DOCUMENT TEXT section start
6. Caveats of Viral DNA Integration

Antiviral strategies to eliminate viral DNA should be given strong consideration since (as discussed above) HPV persistence is the most important risk factor in HPV-related carcinogenesis. However, treatments that eliminate HPV episomal DNA have the potential to cause or exacerbate the effects of HPV integration and therefore need to be developed with that in mind. Disruption of the HPV E2 open reading frame during viral integration, with concomitant loss of the E2 protein and its transrepressor function, results in up-regulation of the HPV E6 and E7 oncogenes and subsequent loss of cell growth control [52,53,154,155,156,157]. Integrated copies of HPV with a disrupted E2 reading frame may exist in a repressed state within populations of cells due to the presence of intact HPV episomes that provide functional E2 protein. In this case, elimination of viral episomes has the potential to result in up-regulation of viral oncogene expression and subsequent genomic instability and carcinogenic progression. This scenario has been confirmed in the W12 cell model system. Treatment of W12 cells with IFN-β causes the rapid loss of episomes, de-repression of the E6 and E7 oncogenes, and the emergence of cells carrying only integrated copies of HPV16 [84]. Thus, IFN-β treatment does not cause integration in W12 cells, but it does enable the rapid expansion of cells with pre-existent integrated viral DNA [84]. AVPs have not been examined in the long term for their ability to enable outgrowth of cells carrying integrated HPV.
Antiviral treatments may also have the ability to promote viral DNA integration, and therefore attention must be given to this potential downside. It’s well established that HPV DNA preferentially integrates into fragile sites [158,159]. It is noteworthy that both fragile sites and HPV episomes exhibit instability under many of the same conditions including aphidicolin treatment and loss of ATR/CHK1 signaling [4,160], and that HPV may replicate in close proximity to fragile sites [161]. Moreover, an increase in the incidence of dsDNA breaks contributes to an increased propensity for integration of HPV, or marker, DNA [162,163,164].
For these reasons it is important to determine if integration occurs following antiviral treatments that destabilize and cause loss of episomes. Southern blots of HPV DNA from cells treated with AVPs do not show evidence of viral DNA integration [5,6]. Likewise, cells treated with both Mirin and AVPs (Terri Edwards and Chris Fisher, unpublished results) do not show evidence of integration in Southern blots of HPV DNA, nor has integration been detected in cells in which episomes have been destabilized by aphidicolin or inhibition of ATR or Chk1 [4]. These results are encouraging although longer-term studies utilizing more sensitive techniques for identifying integrants will need to be conducted.

7. Conclusions

The small HPV genome encodes few conventional antiviral targets but alternative approaches to eliminating viral genomes are emerging. Future antiviral strategies will be informed by an understanding of how cells might be prompted to eliminate viral DNA. Interferons have long been employed to treat viral diseases including HPV, while AVPs now allow for the chemical control of viral DNA levels. Both act to eliminate viral DNAs from cells by mechanisms that are beginning to be understood. Genes and pathways have been identified that stabilize HPV genomes against loss and degradation. These elements may have potential as antiviral targets themselves or as sensitizers to enhance antiviral agents as has been shown with AVPs. The identification of genetic AVP enhancers and suppressors, and the discovery of an AVP sensitizer, illustrates how mechanistic knowledge of antiviral agents can be exploited to improve their effectiveness. It is likely that other small DNA viruses will also be vulnerable to these or similar approaches.


The author thanks his colleagues Terri G. Edwards and James K. Bashkin for many helpful discussions, and is indebted to Terri G. Edwards for her critical reading of the manuscript.

Conflicts of Interest

Chris Fisher holds an ownership position in NanoVir.
DOCUMENT TEXT section end
DATA PROVIDED section start
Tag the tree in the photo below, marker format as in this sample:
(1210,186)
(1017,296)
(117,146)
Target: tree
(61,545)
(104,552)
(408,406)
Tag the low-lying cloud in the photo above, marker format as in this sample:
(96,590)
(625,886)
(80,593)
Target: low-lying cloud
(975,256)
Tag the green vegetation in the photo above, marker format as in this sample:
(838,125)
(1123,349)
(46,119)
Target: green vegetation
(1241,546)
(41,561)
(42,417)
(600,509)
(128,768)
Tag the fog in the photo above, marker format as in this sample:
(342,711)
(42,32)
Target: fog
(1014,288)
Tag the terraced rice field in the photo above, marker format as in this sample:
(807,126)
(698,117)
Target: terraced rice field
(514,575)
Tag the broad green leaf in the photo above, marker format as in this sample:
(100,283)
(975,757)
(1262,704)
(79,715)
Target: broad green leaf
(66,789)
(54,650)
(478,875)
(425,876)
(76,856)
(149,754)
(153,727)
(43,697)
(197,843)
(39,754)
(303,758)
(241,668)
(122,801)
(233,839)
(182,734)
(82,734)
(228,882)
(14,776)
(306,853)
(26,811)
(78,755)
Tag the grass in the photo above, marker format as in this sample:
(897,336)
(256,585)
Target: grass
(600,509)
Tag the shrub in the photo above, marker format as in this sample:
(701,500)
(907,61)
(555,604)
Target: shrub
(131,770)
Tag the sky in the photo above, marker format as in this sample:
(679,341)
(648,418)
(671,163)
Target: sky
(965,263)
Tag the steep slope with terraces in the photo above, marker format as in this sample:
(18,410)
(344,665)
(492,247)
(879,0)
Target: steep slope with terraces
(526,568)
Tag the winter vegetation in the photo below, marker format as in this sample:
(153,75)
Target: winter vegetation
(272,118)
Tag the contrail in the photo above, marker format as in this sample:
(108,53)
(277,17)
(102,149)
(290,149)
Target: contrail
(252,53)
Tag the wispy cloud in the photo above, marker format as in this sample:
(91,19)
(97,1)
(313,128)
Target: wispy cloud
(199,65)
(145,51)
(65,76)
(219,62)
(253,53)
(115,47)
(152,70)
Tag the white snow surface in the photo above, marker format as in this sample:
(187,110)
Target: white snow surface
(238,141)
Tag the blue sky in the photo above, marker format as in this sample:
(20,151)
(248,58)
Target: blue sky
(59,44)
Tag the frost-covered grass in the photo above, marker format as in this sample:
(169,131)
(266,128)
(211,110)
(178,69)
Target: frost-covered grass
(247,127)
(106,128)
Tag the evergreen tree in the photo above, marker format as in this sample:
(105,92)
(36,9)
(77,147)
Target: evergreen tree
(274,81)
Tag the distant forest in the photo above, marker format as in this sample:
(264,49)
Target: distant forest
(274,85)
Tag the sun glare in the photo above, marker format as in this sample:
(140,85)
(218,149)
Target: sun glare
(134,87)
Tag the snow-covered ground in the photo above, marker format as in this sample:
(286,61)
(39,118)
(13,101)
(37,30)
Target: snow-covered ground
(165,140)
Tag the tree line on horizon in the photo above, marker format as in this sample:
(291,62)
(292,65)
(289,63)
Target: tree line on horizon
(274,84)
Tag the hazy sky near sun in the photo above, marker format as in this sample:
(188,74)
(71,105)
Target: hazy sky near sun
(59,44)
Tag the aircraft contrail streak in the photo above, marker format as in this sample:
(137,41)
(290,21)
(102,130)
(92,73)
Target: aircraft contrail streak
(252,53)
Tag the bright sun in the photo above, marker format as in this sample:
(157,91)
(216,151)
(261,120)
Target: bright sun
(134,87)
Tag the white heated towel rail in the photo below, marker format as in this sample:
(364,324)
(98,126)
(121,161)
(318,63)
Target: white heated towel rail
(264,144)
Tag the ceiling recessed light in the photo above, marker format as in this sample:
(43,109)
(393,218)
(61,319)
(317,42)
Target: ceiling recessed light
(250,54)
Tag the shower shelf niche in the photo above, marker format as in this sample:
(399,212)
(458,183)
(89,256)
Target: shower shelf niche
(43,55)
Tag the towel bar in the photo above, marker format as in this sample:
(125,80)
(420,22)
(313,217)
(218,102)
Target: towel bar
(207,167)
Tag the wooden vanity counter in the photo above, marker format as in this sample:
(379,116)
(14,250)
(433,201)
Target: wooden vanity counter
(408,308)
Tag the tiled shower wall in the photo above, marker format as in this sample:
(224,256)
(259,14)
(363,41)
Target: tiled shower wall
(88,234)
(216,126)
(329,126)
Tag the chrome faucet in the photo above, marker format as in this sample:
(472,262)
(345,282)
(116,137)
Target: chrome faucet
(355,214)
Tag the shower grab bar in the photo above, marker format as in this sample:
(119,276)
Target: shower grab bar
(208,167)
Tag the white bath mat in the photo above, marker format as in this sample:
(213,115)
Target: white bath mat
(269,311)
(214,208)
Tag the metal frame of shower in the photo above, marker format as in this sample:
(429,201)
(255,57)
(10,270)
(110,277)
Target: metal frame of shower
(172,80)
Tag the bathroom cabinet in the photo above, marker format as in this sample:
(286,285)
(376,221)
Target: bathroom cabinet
DATA PROVIDED section end
PROBLEM SET:
- 1) According to the HPV antiviral text, into what kind of sites does HPV DNA preferentially integrate?
- 2) Transcribe everything in the HPV antiviral text from "Antiviral treatments may" down to "marker, DNA [162,163,164].".

ANSWERS GIVEN:
- 1) Fragile sites.

- 2)
Antiviral treatments may also have the ability to promote viral DNA integration, and therefore attention must be given to this potential downside. It’s well established that HPV DNA preferentially integrates into fragile sites [158,159]. It is noteworthy that both fragile sites and HPV episomes exhibit instability under many of the same conditions including aphidicolin treatment and loss of ATR/CHK1 signaling [4,160], and that HPV may replicate in close proximity to fragile sites [161]. Moreover, an increase in the incidence of dsDNA breaks contributes to an increased propensity for integration of HPV, or marker, DNA [162,163,164].